#### [Task requirements]
Reproduce word for word the part of the passage on 1980s rock radio below, starting with "But the early-to-mid-Eighties" and going on through "the occasional novelty.".

A while back I came across a year-end playlist for KQRS-FM, the AOR/classic-rock warhorse of Minneapolis/St. Paul: The Top 92.5 Songs of 1984. It featured, for surely the first and last time since the very early seventies, at least, actual contemporary black music, and not just "Purple Rain" — a song that, as Alan Light reveals in his new Let's Go Crazy, Prince played after calling up Neal Schon, just to make sure he wasn't accidentally ripping off a Journey song. That shift happened at WMMS-FM in Cleveland, as well. That chapter almost uncannily mirrored my memory of every major rock-radio shift through the late Nineties.
But the early-to-mid-Eighties particularly interest me, across Democracy's chapters. Right after the big post-disco crash of the record business in late 1979, when what had previously been described as a "recession-proof" business had overextended itself, radio buttoned up. The most exciting new music around was post-punk (broadly defined) and hip-hop (still in its pre-Run-D.M.C. days), but you wouldn't hear either on rock or R&B radio for a long time, except as the occasional novelty.
What I recall from that period — and this is undoubtedly down to being around people with fairly tame musical tastes, which isn't a judgment — is a lot of AC (adult contemporary), and a lot of country crossover. So Dolly Parton's shrewdness in mass-marketing herself ("TV appearances became the most complete way to experience Parton's multiplicity," Eric writes) and negotiating the mainstream market (her producer, Gary Klein, "represents the middlebrow middleground in our business," said an exec) resonated. So did the utter whiteness of pop radio pre-Thriller, as Eric reports in his Isley Brothers chapter; black hits constituted a paltry one-tenth of the Top 40 by 1982.

#### [Records shown]
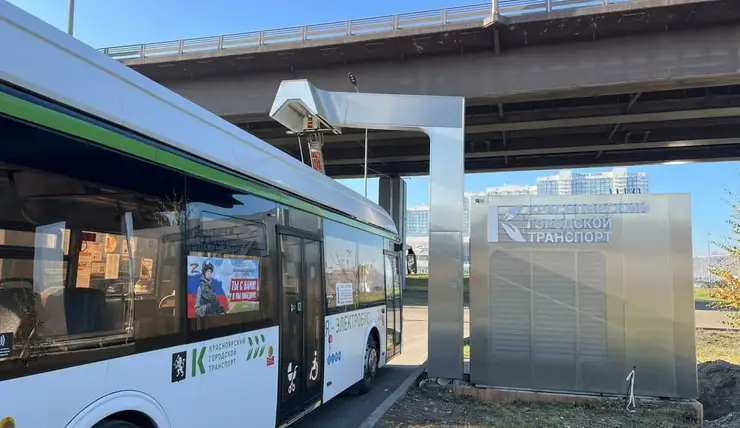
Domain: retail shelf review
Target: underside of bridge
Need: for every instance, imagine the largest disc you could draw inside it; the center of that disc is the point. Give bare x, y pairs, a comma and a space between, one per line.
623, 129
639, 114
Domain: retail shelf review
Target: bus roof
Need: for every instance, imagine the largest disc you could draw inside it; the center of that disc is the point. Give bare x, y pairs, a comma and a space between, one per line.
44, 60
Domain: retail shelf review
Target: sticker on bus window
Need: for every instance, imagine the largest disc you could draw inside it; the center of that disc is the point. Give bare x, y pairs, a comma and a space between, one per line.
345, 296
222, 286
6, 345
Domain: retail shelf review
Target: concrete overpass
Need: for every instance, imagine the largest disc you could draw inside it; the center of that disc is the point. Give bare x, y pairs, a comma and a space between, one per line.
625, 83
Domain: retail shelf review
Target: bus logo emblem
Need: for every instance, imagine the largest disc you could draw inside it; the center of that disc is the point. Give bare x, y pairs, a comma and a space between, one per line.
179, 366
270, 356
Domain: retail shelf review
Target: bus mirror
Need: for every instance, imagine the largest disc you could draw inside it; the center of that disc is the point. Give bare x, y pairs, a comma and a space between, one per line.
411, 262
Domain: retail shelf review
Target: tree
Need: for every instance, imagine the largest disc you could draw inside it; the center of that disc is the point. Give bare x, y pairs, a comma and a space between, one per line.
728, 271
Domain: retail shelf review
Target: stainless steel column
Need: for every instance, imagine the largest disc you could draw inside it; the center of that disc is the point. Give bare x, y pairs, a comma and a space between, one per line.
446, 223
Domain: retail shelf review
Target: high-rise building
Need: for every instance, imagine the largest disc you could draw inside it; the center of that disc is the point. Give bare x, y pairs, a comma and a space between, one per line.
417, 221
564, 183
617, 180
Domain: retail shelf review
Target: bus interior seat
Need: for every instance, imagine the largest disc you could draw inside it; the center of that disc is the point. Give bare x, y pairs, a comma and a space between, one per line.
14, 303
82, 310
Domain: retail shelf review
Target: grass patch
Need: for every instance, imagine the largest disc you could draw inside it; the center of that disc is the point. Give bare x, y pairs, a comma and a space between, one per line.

#### [Exercise output]
But the early-to-mid-Eighties particularly interest me, across Democracy's chapters. Right after the big post-disco crash of the record business in late 1979, when what had previously been described as a "recession-proof" business had overextended itself, radio buttoned up. The most exciting new music around was post-punk (broadly defined) and hip-hop (still in its pre-Run-D.M.C. days), but you wouldn't hear either on rock or R&B radio for a long time, except as the occasional novelty.